##### Working data #####
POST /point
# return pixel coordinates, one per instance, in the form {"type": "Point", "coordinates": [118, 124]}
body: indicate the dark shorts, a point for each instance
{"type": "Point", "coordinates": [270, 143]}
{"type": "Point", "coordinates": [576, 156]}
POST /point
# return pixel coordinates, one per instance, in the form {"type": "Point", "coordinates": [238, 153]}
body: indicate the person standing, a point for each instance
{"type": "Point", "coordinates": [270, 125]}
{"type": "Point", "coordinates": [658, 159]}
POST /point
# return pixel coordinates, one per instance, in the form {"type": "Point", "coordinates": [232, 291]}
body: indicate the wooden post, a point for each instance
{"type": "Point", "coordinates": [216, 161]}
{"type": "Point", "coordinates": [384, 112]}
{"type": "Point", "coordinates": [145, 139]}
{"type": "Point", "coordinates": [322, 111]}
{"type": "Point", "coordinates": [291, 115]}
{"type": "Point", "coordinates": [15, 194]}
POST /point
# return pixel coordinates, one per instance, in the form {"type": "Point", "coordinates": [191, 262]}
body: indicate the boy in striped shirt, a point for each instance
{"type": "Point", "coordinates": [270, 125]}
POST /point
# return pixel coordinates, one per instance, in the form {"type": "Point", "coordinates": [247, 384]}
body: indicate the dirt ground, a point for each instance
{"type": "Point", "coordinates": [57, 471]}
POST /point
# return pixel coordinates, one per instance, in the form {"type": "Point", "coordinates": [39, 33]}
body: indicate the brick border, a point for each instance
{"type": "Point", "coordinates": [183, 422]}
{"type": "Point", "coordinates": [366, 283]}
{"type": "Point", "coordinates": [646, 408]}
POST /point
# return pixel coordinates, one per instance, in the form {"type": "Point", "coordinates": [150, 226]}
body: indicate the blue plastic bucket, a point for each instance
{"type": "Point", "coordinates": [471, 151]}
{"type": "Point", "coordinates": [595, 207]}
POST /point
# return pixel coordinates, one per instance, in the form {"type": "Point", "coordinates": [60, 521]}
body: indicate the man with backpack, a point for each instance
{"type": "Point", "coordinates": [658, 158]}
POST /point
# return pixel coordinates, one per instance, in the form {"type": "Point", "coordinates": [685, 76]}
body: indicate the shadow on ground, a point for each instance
#####
Write out all of the records once more, exactly.

Response to the exercise>
POST /point
# return pixel coordinates, one per instance, in the form {"type": "Point", "coordinates": [118, 124]}
body: indicate the dark shorts, a point for each instance
{"type": "Point", "coordinates": [270, 143]}
{"type": "Point", "coordinates": [576, 156]}
POST /point
# return pixel coordinates, one per instance, in the form {"type": "Point", "coordinates": [238, 153]}
body: indicate the person standing, a point for each instance
{"type": "Point", "coordinates": [270, 125]}
{"type": "Point", "coordinates": [658, 159]}
POST /point
# return pixel coordinates, one per instance, in the form {"type": "Point", "coordinates": [232, 291]}
body: indicate the wooden post, a point for each instance
{"type": "Point", "coordinates": [216, 161]}
{"type": "Point", "coordinates": [384, 112]}
{"type": "Point", "coordinates": [145, 139]}
{"type": "Point", "coordinates": [322, 111]}
{"type": "Point", "coordinates": [291, 115]}
{"type": "Point", "coordinates": [15, 194]}
POST /point
# return pixel coordinates, one per instance, in the form {"type": "Point", "coordinates": [191, 262]}
body: indicate the boy in striped shirt, a point for each instance
{"type": "Point", "coordinates": [270, 125]}
POST /point
# return pixel coordinates, one per instance, in the form {"type": "Point", "coordinates": [247, 384]}
body: indicate the dirt ground, a point for each instance
{"type": "Point", "coordinates": [57, 471]}
POST /point
# return pixel coordinates, one per instance, in the form {"type": "Point", "coordinates": [39, 33]}
body: indicate the brick border, a point for each instance
{"type": "Point", "coordinates": [183, 422]}
{"type": "Point", "coordinates": [366, 283]}
{"type": "Point", "coordinates": [646, 408]}
POST /point
# return pixel coordinates, one per instance, in the form {"type": "Point", "coordinates": [150, 226]}
body: indicate the blue plastic bucket, a point for each instance
{"type": "Point", "coordinates": [471, 151]}
{"type": "Point", "coordinates": [595, 207]}
POST /point
# return pixel coordinates, one per instance, in the form {"type": "Point", "coordinates": [60, 521]}
body: indicate the man with backpack, a point for each instance
{"type": "Point", "coordinates": [658, 158]}
POST /point
# return pixel coordinates, one per instance, in the form {"type": "Point", "coordinates": [685, 76]}
body: indicate the shadow on ground, a point for each instance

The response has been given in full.